> SOURCE TEXT
* BEGIN *

Members of Thurles Chamber
Why We Should Shop Locally
Thurles Chamber launched their ‘Shop Local Campaign’ in recent weeks and erected signs on the main approach roads into the town to focus attention on the importance of shopping local. We all enjoy the fun and ease of shopping in Thurles but have we as consumers really stopped to think about the overall benefits to our town.
Protecting our local character and our reasonable current prosperity, while also retaining a supportive community.
Thurles is distinct and unlike any other town in the world. By choosing to support locally owned businesses, we immediately help maintain the town’s huge diversity and its very distinctive flavour. Many town centres in Ireland, now are beginning to look the same, with franchises and multi-nationals springing up. Independent shops on the other hand create a distinctive shopping experiences and stock new and different products. Most people can get to their local shops easily and this is especially important for our elderly, vulnerable and young people and those without any form of transport.

* END *

> WORK TO COMPLETE
Reproduce the passage of the Thurles shop-local text exactly, between "Protecting our local" and "form of transport.", inclusive.

> DATA LINES
* BEGIN *

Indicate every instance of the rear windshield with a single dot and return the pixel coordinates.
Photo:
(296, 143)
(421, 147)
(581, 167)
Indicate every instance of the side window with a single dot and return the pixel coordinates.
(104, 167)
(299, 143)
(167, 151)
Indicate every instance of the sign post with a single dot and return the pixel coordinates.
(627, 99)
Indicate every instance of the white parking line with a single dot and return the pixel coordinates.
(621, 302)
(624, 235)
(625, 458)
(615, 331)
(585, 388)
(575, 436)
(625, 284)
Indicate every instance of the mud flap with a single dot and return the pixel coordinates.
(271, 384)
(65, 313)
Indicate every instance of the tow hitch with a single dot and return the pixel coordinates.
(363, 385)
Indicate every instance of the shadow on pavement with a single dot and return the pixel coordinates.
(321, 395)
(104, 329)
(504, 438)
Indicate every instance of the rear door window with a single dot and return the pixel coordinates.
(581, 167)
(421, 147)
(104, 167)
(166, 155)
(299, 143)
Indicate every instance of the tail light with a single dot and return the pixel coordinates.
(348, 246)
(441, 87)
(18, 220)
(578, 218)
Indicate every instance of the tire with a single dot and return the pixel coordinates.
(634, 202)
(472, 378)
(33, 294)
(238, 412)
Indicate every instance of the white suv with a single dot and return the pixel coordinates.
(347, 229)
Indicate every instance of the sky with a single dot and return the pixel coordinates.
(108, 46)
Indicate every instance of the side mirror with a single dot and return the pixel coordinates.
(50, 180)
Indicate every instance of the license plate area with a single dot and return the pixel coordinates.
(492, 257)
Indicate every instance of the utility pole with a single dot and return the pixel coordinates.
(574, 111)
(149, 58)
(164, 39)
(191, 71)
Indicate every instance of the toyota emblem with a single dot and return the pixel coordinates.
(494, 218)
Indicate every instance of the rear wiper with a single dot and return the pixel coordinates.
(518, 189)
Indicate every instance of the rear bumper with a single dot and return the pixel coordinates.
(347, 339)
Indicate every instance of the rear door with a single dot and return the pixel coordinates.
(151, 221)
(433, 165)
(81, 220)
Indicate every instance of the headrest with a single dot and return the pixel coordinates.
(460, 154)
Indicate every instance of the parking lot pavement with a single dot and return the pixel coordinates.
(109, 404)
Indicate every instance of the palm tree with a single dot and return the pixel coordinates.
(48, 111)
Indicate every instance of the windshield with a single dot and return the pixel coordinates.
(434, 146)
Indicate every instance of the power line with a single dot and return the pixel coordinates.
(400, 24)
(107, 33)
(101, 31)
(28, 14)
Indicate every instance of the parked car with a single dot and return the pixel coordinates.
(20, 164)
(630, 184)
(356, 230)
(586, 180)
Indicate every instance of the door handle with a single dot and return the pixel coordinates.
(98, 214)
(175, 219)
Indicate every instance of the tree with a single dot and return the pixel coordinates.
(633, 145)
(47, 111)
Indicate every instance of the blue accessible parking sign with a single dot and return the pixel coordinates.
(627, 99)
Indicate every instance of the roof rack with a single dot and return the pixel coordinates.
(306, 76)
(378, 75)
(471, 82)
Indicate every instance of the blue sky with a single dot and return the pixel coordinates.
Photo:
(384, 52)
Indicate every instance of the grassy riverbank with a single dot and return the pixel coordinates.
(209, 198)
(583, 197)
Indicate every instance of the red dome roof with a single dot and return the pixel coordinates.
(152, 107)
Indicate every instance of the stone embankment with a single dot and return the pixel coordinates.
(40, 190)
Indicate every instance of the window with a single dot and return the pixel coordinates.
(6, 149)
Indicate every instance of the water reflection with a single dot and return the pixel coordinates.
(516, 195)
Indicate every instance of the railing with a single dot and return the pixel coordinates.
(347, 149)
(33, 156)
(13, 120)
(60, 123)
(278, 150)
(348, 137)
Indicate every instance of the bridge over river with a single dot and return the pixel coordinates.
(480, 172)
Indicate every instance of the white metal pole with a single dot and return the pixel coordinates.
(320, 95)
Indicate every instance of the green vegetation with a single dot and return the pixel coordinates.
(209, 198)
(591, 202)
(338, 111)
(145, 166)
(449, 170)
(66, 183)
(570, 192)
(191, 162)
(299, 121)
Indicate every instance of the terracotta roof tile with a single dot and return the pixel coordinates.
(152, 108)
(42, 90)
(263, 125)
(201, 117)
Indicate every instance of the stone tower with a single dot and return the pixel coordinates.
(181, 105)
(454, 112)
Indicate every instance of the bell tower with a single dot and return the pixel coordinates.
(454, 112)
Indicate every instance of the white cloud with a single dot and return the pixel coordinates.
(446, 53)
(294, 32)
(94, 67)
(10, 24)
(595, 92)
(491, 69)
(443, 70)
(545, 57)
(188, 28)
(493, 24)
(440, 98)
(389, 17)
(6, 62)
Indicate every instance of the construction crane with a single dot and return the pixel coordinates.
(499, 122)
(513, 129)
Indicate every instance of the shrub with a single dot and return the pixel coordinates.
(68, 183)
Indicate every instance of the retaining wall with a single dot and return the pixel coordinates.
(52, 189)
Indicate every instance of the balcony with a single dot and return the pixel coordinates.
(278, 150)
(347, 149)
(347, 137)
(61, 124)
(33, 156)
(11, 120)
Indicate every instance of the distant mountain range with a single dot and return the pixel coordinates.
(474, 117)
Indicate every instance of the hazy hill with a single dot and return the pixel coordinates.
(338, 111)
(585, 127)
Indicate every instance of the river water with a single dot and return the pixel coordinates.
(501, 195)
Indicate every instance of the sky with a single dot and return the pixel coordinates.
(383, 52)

* END *

> RESPONSE TO THE EXERCISE
Protecting our local character and our reasonable current prosperity, while also retaining a supportive community.
Thurles is distinct and unlike any other town in the world. By choosing to support locally owned businesses, we immediately help maintain the town’s huge diversity and its very distinctive flavour. Many town centres in Ireland, now are beginning to look the same, with franchises and multi-nationals springing up. Independent shops on the other hand create a distinctive shopping experiences and stock new and different products. Most people can get to their local shops easily and this is especially important for our elderly, vulnerable and young people and those without any form of transport.